▸ CHALLENGE: Render every line of the entries below as a numbered list, leaving out any blank lines.

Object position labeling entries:
□ □ □ □ □
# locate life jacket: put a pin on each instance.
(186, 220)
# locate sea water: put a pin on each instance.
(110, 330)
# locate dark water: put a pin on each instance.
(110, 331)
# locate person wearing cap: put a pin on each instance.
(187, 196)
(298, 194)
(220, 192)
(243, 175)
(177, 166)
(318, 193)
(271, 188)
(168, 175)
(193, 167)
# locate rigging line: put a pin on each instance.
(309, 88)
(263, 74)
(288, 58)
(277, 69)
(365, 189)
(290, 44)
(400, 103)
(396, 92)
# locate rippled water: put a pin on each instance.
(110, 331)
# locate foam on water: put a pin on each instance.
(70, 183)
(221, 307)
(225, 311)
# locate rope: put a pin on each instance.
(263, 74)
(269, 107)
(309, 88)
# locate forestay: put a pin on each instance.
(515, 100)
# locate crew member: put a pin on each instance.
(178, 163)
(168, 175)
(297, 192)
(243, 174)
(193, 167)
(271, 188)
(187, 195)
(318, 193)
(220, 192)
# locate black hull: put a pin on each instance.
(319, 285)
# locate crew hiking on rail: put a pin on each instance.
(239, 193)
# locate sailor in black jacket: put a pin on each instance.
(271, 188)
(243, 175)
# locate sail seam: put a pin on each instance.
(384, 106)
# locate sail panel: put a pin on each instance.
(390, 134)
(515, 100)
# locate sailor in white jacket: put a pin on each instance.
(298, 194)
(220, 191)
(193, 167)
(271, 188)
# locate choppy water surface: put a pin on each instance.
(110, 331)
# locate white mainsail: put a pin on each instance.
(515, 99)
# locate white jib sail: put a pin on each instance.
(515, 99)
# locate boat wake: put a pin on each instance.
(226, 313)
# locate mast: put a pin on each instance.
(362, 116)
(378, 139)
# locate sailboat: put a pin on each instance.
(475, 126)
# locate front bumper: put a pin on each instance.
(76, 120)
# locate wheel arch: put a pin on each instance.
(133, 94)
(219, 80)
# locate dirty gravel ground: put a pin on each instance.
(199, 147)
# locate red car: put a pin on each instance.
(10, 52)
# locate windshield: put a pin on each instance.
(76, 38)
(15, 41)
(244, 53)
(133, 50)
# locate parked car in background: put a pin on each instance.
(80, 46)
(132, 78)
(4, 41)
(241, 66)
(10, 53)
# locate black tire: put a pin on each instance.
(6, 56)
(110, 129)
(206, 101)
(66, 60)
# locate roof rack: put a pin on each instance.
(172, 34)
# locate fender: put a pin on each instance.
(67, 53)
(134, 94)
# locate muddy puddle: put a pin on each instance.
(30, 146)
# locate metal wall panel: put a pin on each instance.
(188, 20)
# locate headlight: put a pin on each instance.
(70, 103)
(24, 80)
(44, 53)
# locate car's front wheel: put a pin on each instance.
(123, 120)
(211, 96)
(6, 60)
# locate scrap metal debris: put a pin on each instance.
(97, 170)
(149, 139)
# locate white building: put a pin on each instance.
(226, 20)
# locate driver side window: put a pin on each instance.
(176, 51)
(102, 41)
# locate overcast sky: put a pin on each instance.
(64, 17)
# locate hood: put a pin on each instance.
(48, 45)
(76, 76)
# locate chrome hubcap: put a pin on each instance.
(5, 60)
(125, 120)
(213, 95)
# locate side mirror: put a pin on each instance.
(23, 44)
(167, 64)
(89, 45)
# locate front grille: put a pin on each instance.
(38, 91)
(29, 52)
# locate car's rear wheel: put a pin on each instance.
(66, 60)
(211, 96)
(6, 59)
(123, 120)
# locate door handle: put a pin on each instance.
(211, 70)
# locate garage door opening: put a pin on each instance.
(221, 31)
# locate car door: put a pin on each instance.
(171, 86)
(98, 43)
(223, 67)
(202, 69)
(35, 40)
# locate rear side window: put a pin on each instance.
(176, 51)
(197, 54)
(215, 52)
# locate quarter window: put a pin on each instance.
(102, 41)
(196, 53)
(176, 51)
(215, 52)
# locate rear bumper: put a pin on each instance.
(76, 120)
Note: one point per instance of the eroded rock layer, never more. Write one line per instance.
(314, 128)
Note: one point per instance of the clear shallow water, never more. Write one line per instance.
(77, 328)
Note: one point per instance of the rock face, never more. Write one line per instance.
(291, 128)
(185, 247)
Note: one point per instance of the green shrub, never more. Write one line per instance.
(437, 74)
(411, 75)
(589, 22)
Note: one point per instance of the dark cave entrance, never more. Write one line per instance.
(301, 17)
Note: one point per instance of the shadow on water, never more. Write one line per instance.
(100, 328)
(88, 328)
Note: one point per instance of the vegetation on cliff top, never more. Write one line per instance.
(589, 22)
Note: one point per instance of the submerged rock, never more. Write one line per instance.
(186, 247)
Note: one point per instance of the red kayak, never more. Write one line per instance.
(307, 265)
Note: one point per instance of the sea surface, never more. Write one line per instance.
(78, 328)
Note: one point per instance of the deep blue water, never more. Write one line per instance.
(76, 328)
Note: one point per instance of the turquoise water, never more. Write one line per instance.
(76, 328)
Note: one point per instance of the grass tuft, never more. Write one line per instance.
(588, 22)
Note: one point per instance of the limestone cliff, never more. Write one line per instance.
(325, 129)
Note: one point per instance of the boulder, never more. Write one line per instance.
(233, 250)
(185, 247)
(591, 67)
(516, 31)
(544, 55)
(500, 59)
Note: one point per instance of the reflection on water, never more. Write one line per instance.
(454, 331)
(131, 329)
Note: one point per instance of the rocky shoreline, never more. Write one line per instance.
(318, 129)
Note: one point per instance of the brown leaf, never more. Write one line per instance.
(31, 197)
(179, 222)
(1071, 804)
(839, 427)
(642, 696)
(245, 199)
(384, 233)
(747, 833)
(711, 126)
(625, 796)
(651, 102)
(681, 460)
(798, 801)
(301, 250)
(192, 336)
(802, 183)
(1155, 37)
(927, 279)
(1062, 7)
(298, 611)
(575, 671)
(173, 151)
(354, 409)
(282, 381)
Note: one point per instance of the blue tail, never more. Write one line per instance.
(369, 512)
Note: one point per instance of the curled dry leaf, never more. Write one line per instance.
□ □ □ □ □
▸ EXERCISE ANSWER:
1. # locate life jacket: put a pin on each instance.
2. (186, 220)
3. # locate sea water: put a pin on each instance.
4. (110, 330)
5. # locate dark water: put a pin on each instance.
6. (110, 331)
7. # locate person wearing cap: put a pin on each instance.
8. (187, 196)
9. (298, 194)
10. (220, 192)
11. (243, 175)
12. (177, 166)
13. (318, 193)
14. (271, 188)
15. (168, 175)
16. (193, 167)
17. # locate rigging line: put a pin on each instance.
18. (309, 88)
19. (263, 74)
20. (288, 58)
21. (277, 69)
22. (365, 189)
23. (290, 44)
24. (400, 103)
25. (396, 92)
26. # locate rippled water: put a pin on each instance.
27. (110, 331)
28. # locate foam on water: put a pin on each instance.
29. (70, 183)
30. (221, 307)
31. (225, 311)
32. # locate rope: put a pin on each instance.
33. (263, 74)
34. (269, 107)
35. (309, 88)
36. # locate forestay: put a pin on each instance.
37. (515, 100)
38. # locate crew member: put a pin on each instance.
39. (178, 163)
40. (168, 175)
41. (297, 192)
42. (243, 174)
43. (193, 167)
44. (271, 188)
45. (187, 195)
46. (318, 193)
47. (220, 192)
48. # locate black hull: put a pin on each instance.
49. (319, 285)
50. # locate crew hiking on rail: put a pin on each instance.
51. (239, 193)
52. # locate sailor in black jacket: put a pin on each instance.
53. (271, 188)
54. (243, 175)
55. # locate sail seam: put a pin on each instance.
56. (384, 106)
57. # locate sail panel: put a pin on each instance.
58. (390, 134)
59. (515, 100)
60. # locate sailor in white jacket: put a pin on each instance.
61. (298, 194)
62. (220, 191)
63. (193, 167)
64. (271, 188)
65. # locate choppy water surface: put a pin on each instance.
66. (110, 331)
67. # locate white mainsail: put a pin on each instance.
68. (515, 99)
69. # locate white jib sail: put a pin on each instance.
70. (515, 99)
71. # locate boat wake: put a pin on each instance.
72. (226, 313)
73. # locate mast: put a pin on each instance.
74. (362, 116)
75. (378, 139)
76. # locate sailboat: put a pin on each instance.
77. (475, 126)
78. # locate front bumper: put a pin on each instance.
79. (76, 120)
80. # locate wheel arch: put a pin on each instance.
81. (133, 94)
82. (219, 80)
83. # locate dirty gravel ground: put a pin on each instance.
84. (199, 147)
85. # locate red car: put a pin on each instance.
86. (10, 52)
87. # locate windshield: put a pin on each instance.
88. (76, 38)
89. (15, 41)
90. (244, 53)
91. (133, 50)
92. # locate parked car in background: put a pin on each instance.
93. (80, 46)
94. (132, 78)
95. (4, 41)
96. (241, 66)
97. (10, 53)
98. # locate black tire: put a pin on each instance.
99. (6, 56)
100. (110, 129)
101. (206, 101)
102. (66, 60)
103. # locate roof rack: put a pin on each instance.
104. (172, 34)
105. # locate fender: put a pin on each instance.
106. (67, 53)
107. (134, 94)
108. # locate muddy puddle: put a pin on each instance.
109. (30, 146)
110. # locate metal wall panel: put a pin on each instance.
111. (188, 20)
112. # locate headlight: put a pin on each instance.
113. (70, 103)
114. (24, 80)
115. (44, 53)
116. # locate car's front wheel: put a pin on each instance.
117. (123, 120)
118. (211, 96)
119. (6, 60)
120. # locate scrap metal debris: put a pin on each instance.
121. (97, 170)
122. (149, 139)
123. # locate white building: put a pin on each instance.
124. (226, 20)
125. # locate driver side window: put a pin on each instance.
126. (176, 51)
127. (102, 41)
128. # locate overcast sky: put a pin on each instance.
129. (64, 17)
130. # locate hood: put a pin on each instance.
131. (48, 45)
132. (76, 76)
133. # locate chrome hubcap: put a pin on each instance.
134. (5, 60)
135. (125, 120)
136. (213, 95)
137. # locate side mirror: put a pin on each instance.
138. (23, 44)
139. (167, 64)
140. (89, 45)
141. # locate front grille: put a pin on each instance.
142. (38, 91)
143. (29, 52)
144. # locate car's rear wheel: put a pin on each instance.
145. (66, 60)
146. (211, 96)
147. (6, 59)
148. (123, 120)
149. # locate door handle: put a pin on each instance.
150. (211, 70)
151. # locate garage door opening: put a pin on each instance.
152. (221, 31)
153. # locate car door: put a pin on each instance.
154. (171, 86)
155. (98, 43)
156. (223, 67)
157. (202, 69)
158. (35, 40)
159. # locate rear side window: put a pin on each instance.
160. (176, 51)
161. (197, 54)
162. (215, 52)
163. # locate quarter window: put a pin on each instance.
164. (102, 41)
165. (196, 53)
166. (176, 51)
167. (215, 52)
168. # locate rear bumper: put a pin on each instance.
169. (76, 120)
170. Note: one point per instance of the eroded rock layer, never more. Write one line per instance.
171. (314, 128)
172. Note: one point per instance of the clear shallow water, never more. Write one line per instance.
173. (77, 328)
174. Note: one point per instance of the rock face, never more. Write one line per instance.
175. (291, 128)
176. (185, 247)
177. Note: one point per instance of the green shrub, never more. Write one line per instance.
178. (437, 74)
179. (411, 75)
180. (589, 22)
181. Note: one point per instance of the dark cave entrance, never more. Write one line per instance.
182. (301, 17)
183. Note: one point per instance of the shadow on water, never more. Write one line per instance.
184. (100, 328)
185. (88, 328)
186. Note: one point per instance of the vegetation on cliff top, never more. Write one line per instance.
187. (589, 22)
188. Note: one point per instance of the submerged rock, never more. Write one line per instance.
189. (186, 247)
190. Note: one point per instance of the red kayak, never more. Write one line per instance.
191. (307, 265)
192. Note: one point per instance of the sea surface, never more. Write one line per instance.
193. (78, 328)
194. Note: one point per instance of the deep blue water, never more. Write one line per instance.
195. (76, 328)
196. Note: one point per instance of the turquoise water, never more. Write one line per instance.
197. (76, 328)
198. Note: one point per instance of the grass tuft, never more. Write one line per instance.
199. (588, 22)
200. Note: one point per instance of the limestone cliff, never more. Write one line per instance.
201. (325, 129)
202. Note: one point per instance of the boulder, never more. Write one line per instance.
203. (233, 250)
204. (185, 247)
205. (591, 67)
206. (516, 31)
207. (544, 55)
208. (500, 59)
209. Note: one point per instance of the reflection on water, never more. Write one line per instance.
210. (454, 331)
211. (131, 329)
212. Note: one point per instance of the rocky shoreline, never more. Write one line per instance.
213. (318, 129)
214. Note: one point per instance of the brown leaf, never more. Write one line per instance.
215. (31, 197)
216. (179, 222)
217. (1071, 804)
218. (839, 427)
219. (642, 696)
220. (245, 199)
221. (384, 233)
222. (747, 833)
223. (711, 126)
224. (625, 796)
225. (651, 102)
226. (681, 460)
227. (798, 801)
228. (301, 250)
229. (192, 336)
230. (802, 183)
231. (1155, 37)
232. (927, 279)
233. (1062, 7)
234. (298, 611)
235. (575, 671)
236. (173, 151)
237. (354, 409)
238. (282, 381)
239. Note: one point per instance of the blue tail, never more. Write one line per instance.
240. (369, 512)
241. Note: one point per instance of the curled dry leaf, never more. Write one line per instance.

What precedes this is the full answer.